- [Work item A]:
In the review of the Jodi Picoult novel below, where did Luke Warren follow a wolf pack, and for how long?
- [Work item B]:
Using the review of the Jodi Picoult novel, explain why Picoult has to bring Luke Warren to life through interior monologue.
- [Work item C]:
Carry on the review of the Jodi Picoult novel from the point where it ends.

- [Extracted text]:
● ● ● ● ●

It is fascinating to see how Jodi Picoult makes her characters come alive. One of the main characters, Luke Warren, is lying in a hospital bed, in a coma throughout this entire novel, and so Ms. Picoult has to make him come alive via interior monologue. What is brilliant about this technique is that the reader becomes privy to the thoughts of this Wolf handler, while he remains silent to all the other characters.
And so we know that he obsesses over his wolves, recounting in detail his experiences following a wolf pack along the St. Lawrence River in Canada for two years, while he dishes out observations about wolves, and how they interact with humans. Never once does he mention his “pack”, his long-suffering wife who leaves this arid relationship for the arms of an eager lawyer, his newly-adult son who fled six years ago in the wake of painful truths about his father he couldn’t bear to share with his mother and sister, or even his daughter, who is so loyal and loving towards the father that she still worships.
It is as if these people don’t exist. At least, not in his mind.

● ● ● ● ●

- [Provided data]:
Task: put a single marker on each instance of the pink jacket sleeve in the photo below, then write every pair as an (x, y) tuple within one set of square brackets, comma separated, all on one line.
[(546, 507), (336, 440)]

● ● ● ● ●

- [Written answer A]:
Along the St. Lawrence River in Canada, for two years.

- [Written answer B]:
Luke Warren lies in a hospital bed in a coma for the whole novel, so Picoult has to make him come alive through interior monologue. The review notes that this lets the reader know the wolf handler's thoughts while he stays silent to all the other characters.

- [Written answer C]:
While he obsesses about wolves, his family is trying to come to terms with the fact that he may never wake up, and what they should do about it. And so their voices interweave with his.
I love Jodi Picoult novels (especially her later ones) but this one left me cold.
Maybe it was because instead of being fascinated by the wolves, I reacted with a mixture of distaste and disbelief.
It made my skin crawl to think of Luke Warren squatting on the ground between his wolf brothers and sisters eating raw meat.
It was hard to imagine anyone – even someone as adoring as Luke Warren – allowing a wolf to squeeze his throat shut without freaking out and running for the hills.
Even the courtroom drama didn’t seem as interesting in this one. Four stars.